#### [Aufgabenstellung]
Wiederhole bitte die folgenden Zeilen wortgetreu, beginnend ganz am Anfang und endend mit der Zeile, die „Query: <item>brown shingle roof</item>“ enthält, beide eingeschlossen. Lass die Bilder dabei weg.

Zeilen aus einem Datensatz
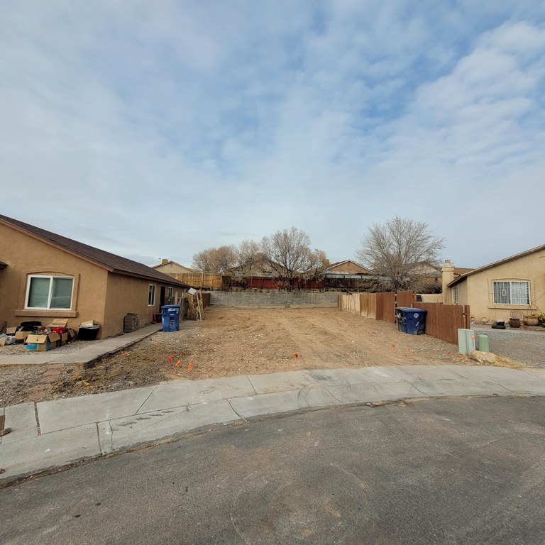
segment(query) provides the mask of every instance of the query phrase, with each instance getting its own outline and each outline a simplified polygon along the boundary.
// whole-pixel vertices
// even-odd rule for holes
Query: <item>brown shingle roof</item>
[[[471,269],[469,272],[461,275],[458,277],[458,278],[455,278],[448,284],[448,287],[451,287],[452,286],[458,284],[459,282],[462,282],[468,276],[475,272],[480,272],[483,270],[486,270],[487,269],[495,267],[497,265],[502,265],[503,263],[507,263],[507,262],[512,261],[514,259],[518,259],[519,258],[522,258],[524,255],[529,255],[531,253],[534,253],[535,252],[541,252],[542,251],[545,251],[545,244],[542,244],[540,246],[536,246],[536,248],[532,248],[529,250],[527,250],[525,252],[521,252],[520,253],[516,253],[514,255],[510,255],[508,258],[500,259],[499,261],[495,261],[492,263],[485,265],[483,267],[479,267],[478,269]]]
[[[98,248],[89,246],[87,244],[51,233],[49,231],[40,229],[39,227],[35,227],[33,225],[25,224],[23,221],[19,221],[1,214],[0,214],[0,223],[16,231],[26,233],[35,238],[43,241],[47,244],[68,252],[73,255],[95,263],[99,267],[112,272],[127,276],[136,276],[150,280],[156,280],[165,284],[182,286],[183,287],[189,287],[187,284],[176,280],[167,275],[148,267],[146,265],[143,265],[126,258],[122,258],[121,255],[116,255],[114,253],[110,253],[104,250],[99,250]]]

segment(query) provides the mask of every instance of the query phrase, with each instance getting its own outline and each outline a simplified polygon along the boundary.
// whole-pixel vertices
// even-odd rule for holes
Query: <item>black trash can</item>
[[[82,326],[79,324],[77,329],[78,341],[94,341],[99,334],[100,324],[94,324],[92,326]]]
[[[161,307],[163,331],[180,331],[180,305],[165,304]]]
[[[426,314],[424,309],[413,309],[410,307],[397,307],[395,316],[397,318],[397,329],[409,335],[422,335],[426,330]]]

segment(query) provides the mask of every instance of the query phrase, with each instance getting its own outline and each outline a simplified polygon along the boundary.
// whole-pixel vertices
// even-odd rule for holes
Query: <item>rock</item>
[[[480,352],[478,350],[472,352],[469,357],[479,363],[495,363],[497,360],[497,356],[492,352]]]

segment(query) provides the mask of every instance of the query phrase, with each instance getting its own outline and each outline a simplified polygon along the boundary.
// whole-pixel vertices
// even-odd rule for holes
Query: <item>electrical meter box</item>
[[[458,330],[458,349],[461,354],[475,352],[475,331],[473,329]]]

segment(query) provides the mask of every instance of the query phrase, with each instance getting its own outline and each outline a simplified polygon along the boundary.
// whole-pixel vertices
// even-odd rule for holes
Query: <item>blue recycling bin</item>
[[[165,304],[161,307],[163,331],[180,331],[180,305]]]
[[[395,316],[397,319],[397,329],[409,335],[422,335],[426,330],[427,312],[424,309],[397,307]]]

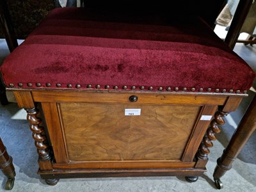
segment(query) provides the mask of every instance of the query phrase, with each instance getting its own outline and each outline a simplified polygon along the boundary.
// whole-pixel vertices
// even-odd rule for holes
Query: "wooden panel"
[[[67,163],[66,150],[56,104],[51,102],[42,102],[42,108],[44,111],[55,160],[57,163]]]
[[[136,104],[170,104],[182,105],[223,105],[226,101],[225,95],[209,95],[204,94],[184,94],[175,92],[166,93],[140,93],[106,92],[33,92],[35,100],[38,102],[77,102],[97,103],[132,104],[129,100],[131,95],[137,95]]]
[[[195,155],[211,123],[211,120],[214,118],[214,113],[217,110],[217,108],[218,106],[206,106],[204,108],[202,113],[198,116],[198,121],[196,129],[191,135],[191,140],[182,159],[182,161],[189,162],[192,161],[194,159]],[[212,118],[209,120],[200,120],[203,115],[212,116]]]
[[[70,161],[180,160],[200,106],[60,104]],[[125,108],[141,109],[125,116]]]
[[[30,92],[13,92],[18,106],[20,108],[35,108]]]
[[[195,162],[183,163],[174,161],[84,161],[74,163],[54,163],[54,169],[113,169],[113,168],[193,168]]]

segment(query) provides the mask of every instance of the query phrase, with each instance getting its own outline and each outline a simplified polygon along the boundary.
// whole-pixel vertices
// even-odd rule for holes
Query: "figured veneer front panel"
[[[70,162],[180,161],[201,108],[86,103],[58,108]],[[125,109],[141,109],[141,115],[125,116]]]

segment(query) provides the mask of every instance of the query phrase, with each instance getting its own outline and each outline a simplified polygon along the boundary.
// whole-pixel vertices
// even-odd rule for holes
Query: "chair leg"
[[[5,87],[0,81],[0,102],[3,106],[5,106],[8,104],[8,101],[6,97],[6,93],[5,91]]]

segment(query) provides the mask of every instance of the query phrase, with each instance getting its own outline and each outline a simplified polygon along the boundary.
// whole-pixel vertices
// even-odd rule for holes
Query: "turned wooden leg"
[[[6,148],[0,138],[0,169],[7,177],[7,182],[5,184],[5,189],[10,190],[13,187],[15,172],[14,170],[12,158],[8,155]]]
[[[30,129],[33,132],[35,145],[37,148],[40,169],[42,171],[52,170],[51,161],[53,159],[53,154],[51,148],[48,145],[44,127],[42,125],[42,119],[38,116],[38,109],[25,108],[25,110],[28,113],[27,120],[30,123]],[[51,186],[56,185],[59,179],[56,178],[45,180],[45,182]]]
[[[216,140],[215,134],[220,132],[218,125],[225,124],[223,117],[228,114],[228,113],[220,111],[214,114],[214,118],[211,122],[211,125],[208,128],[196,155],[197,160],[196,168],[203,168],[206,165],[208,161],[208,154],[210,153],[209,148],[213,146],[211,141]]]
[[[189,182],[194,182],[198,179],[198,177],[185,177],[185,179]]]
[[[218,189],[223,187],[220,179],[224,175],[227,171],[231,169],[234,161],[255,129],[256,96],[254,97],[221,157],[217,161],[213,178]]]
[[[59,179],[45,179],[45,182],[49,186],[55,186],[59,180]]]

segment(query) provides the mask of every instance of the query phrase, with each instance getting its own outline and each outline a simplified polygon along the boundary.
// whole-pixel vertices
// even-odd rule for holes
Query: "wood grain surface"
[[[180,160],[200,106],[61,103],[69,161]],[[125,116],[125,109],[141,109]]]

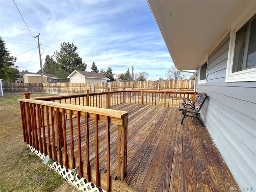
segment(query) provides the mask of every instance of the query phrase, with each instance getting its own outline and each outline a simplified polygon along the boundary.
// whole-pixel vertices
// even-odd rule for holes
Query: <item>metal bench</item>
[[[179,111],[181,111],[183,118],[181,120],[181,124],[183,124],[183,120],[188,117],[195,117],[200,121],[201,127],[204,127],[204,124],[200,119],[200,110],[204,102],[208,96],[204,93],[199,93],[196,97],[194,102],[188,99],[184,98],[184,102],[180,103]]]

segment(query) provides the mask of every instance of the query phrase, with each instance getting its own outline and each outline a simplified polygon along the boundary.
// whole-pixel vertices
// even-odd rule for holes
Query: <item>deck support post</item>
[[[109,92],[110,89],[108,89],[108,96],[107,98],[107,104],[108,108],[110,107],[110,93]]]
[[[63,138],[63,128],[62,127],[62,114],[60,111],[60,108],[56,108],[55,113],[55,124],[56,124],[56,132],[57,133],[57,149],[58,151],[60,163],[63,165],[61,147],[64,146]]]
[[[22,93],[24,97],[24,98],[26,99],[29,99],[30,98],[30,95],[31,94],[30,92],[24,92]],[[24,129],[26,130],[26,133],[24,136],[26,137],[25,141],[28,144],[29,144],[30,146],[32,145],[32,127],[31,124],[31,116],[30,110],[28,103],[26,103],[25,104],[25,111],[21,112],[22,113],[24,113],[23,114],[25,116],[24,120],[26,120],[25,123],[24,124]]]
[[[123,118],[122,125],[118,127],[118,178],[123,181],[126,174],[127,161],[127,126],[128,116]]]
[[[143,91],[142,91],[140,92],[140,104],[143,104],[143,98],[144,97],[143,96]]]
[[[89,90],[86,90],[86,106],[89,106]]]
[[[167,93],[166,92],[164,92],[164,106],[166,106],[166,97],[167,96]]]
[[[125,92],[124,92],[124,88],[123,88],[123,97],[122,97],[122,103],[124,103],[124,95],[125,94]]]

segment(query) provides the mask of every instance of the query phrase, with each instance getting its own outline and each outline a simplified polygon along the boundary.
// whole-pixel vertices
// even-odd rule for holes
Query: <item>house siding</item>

#### [Erledigte Aufgabe]
segment(query) provides the mask of every instance of the query phrase, with each instance getting its own outline and each outline a simplified polygon along the boundary.
// whole-pixel vertices
// even-odd rule for holes
Query: <item>brown shingle roof</item>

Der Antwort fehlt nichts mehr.